What to produce>
Pick out every line in the listing below that contains the string "green", and copy each one. Case counts, so treat uppercase and lowercase letters as different.

+--

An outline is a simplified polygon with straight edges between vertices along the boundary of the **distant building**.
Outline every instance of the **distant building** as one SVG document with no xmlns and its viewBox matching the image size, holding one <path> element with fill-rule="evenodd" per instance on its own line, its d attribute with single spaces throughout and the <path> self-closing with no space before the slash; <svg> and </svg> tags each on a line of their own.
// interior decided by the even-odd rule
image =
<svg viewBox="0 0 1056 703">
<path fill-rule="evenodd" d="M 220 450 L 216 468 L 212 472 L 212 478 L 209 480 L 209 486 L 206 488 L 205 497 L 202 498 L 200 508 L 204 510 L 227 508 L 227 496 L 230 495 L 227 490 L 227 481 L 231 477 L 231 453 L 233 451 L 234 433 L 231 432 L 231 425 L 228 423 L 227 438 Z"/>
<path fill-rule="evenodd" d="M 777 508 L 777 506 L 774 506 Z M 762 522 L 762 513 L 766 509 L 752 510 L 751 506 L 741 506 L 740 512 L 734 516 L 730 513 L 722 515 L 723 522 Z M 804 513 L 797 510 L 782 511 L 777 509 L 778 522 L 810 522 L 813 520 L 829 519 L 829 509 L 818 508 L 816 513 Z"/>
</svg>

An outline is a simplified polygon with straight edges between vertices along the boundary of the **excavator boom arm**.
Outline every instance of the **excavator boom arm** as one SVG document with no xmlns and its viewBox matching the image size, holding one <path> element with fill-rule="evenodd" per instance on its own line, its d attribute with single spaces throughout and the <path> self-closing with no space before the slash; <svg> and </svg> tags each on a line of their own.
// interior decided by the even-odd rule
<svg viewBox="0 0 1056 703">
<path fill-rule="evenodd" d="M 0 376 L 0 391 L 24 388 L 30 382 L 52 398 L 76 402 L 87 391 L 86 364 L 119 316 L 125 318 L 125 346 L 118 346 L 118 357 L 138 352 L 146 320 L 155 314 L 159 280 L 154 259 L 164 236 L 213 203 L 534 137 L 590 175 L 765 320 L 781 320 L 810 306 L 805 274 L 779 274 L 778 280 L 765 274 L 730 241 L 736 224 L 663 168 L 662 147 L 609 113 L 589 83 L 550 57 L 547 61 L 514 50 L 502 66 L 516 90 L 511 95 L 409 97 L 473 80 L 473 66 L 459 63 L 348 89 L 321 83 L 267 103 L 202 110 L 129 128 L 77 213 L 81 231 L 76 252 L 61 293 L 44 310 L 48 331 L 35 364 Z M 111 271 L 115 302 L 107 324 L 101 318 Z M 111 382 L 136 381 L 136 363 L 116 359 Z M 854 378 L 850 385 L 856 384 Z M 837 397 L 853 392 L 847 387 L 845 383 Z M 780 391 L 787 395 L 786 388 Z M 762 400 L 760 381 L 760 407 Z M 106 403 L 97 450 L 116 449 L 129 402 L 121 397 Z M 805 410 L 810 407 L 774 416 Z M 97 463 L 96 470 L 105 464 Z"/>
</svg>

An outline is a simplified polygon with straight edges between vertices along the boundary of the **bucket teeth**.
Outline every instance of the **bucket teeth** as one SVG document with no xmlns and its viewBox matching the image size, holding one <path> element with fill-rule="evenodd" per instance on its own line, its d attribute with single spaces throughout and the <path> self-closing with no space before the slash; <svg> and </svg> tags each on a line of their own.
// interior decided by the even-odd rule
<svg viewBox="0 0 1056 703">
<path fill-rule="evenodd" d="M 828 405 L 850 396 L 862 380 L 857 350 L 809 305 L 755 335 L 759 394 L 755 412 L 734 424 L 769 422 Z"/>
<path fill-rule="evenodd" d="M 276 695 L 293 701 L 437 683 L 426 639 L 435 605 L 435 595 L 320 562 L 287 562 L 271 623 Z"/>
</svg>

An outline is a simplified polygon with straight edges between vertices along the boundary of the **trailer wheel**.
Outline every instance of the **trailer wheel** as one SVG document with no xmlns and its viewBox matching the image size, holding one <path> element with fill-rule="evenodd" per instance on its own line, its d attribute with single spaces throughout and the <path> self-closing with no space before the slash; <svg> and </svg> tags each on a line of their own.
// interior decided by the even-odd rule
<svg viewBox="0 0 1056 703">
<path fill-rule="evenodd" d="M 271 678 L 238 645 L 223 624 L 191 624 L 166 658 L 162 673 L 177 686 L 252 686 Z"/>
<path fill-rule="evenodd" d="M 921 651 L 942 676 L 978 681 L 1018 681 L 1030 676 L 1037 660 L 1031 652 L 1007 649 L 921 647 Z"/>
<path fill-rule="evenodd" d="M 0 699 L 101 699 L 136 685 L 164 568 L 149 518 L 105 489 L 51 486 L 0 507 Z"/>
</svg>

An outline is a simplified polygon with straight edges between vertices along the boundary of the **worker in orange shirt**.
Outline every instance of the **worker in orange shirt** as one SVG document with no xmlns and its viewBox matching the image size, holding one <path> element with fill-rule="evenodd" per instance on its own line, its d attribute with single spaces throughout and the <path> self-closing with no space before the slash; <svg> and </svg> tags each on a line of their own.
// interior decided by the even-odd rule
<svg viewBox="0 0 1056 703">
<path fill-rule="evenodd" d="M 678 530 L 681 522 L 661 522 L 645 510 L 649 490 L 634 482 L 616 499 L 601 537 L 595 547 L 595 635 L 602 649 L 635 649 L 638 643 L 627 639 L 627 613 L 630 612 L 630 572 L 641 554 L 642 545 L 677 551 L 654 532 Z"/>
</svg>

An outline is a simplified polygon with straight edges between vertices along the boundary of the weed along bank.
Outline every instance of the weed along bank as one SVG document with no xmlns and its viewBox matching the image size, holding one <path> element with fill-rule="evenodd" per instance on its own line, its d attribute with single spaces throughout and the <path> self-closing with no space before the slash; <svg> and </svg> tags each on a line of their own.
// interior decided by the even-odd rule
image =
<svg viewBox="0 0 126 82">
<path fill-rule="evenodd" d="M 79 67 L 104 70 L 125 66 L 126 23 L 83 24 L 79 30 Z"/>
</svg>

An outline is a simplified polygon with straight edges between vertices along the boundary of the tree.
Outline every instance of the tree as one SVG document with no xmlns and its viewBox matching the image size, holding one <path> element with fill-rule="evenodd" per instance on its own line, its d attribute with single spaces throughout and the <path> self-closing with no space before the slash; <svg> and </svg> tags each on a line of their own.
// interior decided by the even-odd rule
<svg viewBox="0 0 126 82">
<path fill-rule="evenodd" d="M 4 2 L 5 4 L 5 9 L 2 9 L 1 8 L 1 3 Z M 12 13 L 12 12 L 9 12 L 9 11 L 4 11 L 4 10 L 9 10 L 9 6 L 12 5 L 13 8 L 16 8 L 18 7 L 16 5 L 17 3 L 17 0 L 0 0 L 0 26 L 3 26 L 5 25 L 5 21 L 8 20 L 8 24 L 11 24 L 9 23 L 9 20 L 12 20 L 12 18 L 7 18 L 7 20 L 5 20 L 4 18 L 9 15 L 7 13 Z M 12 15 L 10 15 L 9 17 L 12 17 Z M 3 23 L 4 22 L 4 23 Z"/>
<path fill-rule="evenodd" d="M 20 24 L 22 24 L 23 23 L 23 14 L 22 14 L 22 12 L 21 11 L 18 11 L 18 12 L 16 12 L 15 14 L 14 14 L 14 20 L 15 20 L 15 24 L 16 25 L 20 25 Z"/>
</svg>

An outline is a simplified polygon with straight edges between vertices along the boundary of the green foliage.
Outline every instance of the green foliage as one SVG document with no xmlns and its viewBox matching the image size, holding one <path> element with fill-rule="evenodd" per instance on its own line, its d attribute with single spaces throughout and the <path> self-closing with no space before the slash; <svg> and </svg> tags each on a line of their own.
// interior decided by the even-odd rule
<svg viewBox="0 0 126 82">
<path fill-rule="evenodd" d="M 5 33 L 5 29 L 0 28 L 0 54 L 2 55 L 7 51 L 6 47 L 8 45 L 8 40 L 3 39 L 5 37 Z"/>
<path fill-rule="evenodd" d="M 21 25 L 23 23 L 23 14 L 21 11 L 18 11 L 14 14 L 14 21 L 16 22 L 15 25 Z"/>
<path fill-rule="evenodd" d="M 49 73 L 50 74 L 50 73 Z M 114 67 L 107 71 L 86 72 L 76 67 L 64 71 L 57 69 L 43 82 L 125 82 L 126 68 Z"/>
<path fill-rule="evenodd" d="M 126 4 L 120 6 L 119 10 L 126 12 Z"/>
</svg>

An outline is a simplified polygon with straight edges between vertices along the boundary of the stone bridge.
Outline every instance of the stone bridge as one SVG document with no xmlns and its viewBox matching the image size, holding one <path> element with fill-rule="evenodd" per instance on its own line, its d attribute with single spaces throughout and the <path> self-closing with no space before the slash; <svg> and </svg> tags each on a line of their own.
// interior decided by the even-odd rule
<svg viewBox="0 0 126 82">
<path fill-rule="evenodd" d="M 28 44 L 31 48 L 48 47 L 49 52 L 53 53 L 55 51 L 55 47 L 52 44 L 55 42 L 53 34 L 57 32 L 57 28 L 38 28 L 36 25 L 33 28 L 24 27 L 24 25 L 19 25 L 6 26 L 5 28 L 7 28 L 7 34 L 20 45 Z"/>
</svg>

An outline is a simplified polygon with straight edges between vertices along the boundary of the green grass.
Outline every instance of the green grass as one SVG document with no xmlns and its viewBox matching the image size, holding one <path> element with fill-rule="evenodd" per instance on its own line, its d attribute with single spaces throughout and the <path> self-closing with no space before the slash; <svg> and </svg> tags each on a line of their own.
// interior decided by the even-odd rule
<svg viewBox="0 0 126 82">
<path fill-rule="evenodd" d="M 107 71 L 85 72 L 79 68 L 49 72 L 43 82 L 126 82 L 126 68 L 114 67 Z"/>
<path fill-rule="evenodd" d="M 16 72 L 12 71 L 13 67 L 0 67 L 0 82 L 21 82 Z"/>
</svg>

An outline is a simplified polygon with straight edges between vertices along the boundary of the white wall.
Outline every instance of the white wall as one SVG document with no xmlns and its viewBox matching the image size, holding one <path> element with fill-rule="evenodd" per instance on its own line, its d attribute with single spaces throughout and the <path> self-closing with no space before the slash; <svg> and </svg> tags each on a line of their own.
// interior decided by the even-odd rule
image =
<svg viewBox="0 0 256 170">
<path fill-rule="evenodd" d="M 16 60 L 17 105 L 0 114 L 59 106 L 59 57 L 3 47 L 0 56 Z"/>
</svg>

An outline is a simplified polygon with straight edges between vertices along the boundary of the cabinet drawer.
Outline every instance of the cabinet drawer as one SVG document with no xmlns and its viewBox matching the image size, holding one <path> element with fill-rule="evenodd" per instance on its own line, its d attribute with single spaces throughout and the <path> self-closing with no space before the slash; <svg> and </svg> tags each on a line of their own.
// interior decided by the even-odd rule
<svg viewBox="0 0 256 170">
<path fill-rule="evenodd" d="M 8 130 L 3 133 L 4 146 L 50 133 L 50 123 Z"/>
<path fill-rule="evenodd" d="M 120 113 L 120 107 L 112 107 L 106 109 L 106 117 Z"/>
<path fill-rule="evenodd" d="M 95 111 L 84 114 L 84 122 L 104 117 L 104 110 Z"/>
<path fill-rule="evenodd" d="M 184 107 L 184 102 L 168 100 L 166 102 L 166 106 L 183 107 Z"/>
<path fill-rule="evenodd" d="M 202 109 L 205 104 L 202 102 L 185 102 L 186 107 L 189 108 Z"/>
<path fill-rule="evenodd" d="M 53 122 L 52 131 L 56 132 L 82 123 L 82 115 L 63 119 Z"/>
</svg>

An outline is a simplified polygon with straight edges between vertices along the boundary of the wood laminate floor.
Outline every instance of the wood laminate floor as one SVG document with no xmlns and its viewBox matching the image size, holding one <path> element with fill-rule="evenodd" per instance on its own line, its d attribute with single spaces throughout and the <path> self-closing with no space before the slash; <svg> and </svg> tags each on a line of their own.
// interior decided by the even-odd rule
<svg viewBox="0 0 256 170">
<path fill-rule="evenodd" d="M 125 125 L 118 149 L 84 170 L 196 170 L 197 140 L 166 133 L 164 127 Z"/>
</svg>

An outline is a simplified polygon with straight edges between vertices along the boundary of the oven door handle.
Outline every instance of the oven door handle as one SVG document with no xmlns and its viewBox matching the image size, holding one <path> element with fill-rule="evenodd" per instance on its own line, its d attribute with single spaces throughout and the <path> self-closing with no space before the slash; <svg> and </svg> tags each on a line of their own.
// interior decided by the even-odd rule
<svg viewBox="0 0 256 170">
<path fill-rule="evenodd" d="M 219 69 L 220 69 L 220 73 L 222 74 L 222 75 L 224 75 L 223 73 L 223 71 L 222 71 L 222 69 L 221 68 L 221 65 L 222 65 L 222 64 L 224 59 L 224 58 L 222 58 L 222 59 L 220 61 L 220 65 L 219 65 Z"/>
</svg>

+--

Result for this task>
An outline is a simplified polygon with straight edges between vertices along the boundary of the green foliage.
Outline every instance of the green foliage as one SVG document with no xmlns and its viewBox matching the image size, holding one <path> element with fill-rule="evenodd" per instance on its own line, its d attribute with single spaces throughout and the <path> self-closing with no space before the slash; <svg> and </svg> tags each on a line of their own.
An outline is a simplified polygon with straight edges between vertices along the boundary of the green grass.
Outline every instance of the green grass as one SVG document with no xmlns and its viewBox matching the image size, holding one <path> element with fill-rule="evenodd" per instance on its own line, its d attribute with single spaces throughout and the <path> self-closing with no space before the slash; <svg> and </svg> tags each on a line of their own.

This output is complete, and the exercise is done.